*** Opening TASK DATA ***

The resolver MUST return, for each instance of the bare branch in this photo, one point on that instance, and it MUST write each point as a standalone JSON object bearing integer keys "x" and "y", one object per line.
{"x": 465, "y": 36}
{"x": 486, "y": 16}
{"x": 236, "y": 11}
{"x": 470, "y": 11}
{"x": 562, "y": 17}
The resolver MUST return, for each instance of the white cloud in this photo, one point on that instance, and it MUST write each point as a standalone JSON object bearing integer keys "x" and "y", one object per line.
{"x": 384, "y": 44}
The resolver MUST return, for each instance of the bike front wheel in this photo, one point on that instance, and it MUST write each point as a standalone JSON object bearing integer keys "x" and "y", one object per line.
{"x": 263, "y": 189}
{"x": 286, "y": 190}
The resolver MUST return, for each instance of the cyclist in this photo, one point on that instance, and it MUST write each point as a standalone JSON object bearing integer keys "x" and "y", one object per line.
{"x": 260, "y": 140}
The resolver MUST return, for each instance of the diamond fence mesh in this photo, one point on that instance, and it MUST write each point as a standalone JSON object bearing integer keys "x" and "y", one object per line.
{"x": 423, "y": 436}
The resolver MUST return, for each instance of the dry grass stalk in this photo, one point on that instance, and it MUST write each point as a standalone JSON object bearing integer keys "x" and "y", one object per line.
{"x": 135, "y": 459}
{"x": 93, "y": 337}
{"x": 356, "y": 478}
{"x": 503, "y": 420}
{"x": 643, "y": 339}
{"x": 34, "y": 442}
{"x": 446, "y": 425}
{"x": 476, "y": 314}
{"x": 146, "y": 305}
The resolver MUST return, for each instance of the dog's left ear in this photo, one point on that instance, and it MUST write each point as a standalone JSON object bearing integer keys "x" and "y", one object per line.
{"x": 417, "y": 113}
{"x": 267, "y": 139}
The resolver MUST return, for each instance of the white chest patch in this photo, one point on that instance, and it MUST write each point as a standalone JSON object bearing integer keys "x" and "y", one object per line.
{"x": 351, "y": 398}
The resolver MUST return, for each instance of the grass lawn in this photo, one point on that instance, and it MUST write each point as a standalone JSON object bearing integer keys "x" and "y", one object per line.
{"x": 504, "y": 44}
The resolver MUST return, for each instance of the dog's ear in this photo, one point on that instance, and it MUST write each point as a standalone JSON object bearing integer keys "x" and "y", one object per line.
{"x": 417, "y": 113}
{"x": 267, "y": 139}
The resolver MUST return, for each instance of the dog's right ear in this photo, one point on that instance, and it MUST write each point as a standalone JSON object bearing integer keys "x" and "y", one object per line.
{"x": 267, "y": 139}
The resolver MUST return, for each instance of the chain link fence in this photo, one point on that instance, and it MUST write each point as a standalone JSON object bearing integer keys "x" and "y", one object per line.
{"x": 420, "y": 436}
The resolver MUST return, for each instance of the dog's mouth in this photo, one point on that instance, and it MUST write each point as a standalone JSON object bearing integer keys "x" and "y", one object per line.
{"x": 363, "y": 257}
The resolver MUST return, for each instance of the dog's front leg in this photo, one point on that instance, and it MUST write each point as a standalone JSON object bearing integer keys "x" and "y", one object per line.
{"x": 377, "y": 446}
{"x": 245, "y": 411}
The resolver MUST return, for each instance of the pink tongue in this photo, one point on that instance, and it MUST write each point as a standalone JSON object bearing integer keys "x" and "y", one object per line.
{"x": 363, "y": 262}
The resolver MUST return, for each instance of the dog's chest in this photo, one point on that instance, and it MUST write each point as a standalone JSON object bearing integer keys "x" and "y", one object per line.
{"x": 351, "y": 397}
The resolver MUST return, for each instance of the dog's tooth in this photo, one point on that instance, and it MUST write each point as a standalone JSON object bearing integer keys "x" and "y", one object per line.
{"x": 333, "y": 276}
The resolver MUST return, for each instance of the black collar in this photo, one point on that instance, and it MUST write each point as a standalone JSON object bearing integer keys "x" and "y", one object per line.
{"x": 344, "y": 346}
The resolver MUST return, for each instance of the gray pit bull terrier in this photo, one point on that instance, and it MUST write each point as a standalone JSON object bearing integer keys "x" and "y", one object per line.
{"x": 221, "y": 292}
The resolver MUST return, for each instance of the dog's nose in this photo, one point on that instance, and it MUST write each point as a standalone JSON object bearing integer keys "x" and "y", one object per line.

*** Closing TASK DATA ***

▶ WHAT YOU SHOULD DO
Retype each line above exactly as written.

▶ ANSWER SECTION
The resolver MUST return, for each instance of the bare branch in this photo, one point on that instance, and it MUST write each point as a standalone JSON object bearing integer keys "x" and "y", one object per line.
{"x": 465, "y": 36}
{"x": 486, "y": 16}
{"x": 236, "y": 11}
{"x": 470, "y": 11}
{"x": 562, "y": 17}
The resolver MUST return, for each instance of the white cloud in this photo, one point on that instance, and it MUST write each point as a standalone JSON object bearing integer keys "x" and "y", one object per line.
{"x": 384, "y": 44}
The resolver MUST return, for each instance of the bike front wheel in this photo, one point on that instance, and it MUST write each point as a standalone JSON object bearing integer keys "x" and "y", one object per line.
{"x": 263, "y": 189}
{"x": 286, "y": 190}
The resolver MUST return, for each instance of the cyclist in this photo, one point on that instance, and it MUST write each point as a standalone JSON object bearing integer keys "x" and "y", one object per line.
{"x": 260, "y": 140}
The resolver MUST return, for each instance of the diamond fence mesh in this photo, one point on that instance, and it MUST write each point as a standalone JSON object bearing integer keys "x" and "y", one object per line.
{"x": 423, "y": 436}
The resolver MUST return, for each instance of the dry grass stalk in this photo, one point on that instance, and it MUST write each point as a standalone JSON object bearing integer keys "x" and "y", one object per line.
{"x": 135, "y": 459}
{"x": 93, "y": 337}
{"x": 356, "y": 478}
{"x": 503, "y": 420}
{"x": 643, "y": 339}
{"x": 34, "y": 442}
{"x": 446, "y": 425}
{"x": 476, "y": 314}
{"x": 146, "y": 305}
The resolver MUST return, for each instance of the dog's left ear in this photo, one point on that instance, and it MUST write each point as a standalone JSON object bearing integer keys "x" and "y", one object per line.
{"x": 417, "y": 113}
{"x": 267, "y": 139}
The resolver MUST return, for each instance of the white chest patch in this photo, one point on that instance, and it MUST write each point as a standalone JSON object bearing integer keys "x" and "y", one object per line.
{"x": 351, "y": 398}
The resolver MUST return, for each instance of the grass lawn in this photo, one point on that instance, and it MUST write each point as a standalone JSON object bearing integer keys "x" and "y", one object per line.
{"x": 504, "y": 44}
The resolver MUST return, for each instance of the dog's ear in this photo, one point on that instance, and it MUST write each point as a standalone JSON object bearing integer keys "x" and "y", one object per line.
{"x": 417, "y": 113}
{"x": 267, "y": 139}
The resolver MUST return, for each instance of the dog's right ear in this photo, one point on that instance, and it MUST write each point as a standalone JSON object bearing integer keys "x" and "y", one object per line.
{"x": 267, "y": 139}
The resolver MUST return, for each instance of the chain link fence in this photo, one point on that instance, and it MUST write each point as a standalone JSON object bearing integer keys "x" and "y", one object per line.
{"x": 420, "y": 436}
The resolver MUST return, for each instance of the dog's mouth in this photo, one point on that instance, and it MUST write each point as a standalone JSON object bearing integer keys "x" and "y", one object per line.
{"x": 363, "y": 257}
The resolver MUST return, for each instance of the dog's front leg in this photo, one point on that instance, and it MUST write each point as a standalone JSON object bearing integer keys "x" and "y", one object per line.
{"x": 377, "y": 446}
{"x": 245, "y": 411}
The resolver MUST return, for each instance of the pink tongue in this photo, one point on that instance, and it MUST write each point as a standalone JSON object bearing integer keys "x" and "y", one object per line.
{"x": 363, "y": 262}
The resolver MUST return, for each instance of the dog's chest in this photo, one point on that instance, and it MUST write each point as a standalone JSON object bearing integer keys "x" and "y", one object per line.
{"x": 351, "y": 397}
The resolver MUST return, for each instance of the dog's tooth in this photo, one point on that instance, and it MUST write each point as a standalone JSON object bearing integer keys "x" and "y", one object per line.
{"x": 333, "y": 276}
The resolver MUST return, for each instance of the black collar in this photo, one point on that instance, and it MUST write each point as a standalone JSON object bearing integer keys "x" and "y", one object per line.
{"x": 344, "y": 346}
The resolver MUST return, for each instance of the gray pit bull terrier in this photo, one point on that instance, and it MUST write each point as a standalone JSON object bearing integer keys "x" and "y", one object per line.
{"x": 221, "y": 292}
The resolver MUST return, for each instance of the dog's nose in this photo, one point on that instance, and it MUST write each point as a standalone JSON object bearing integer keys "x" and "y", one object per line.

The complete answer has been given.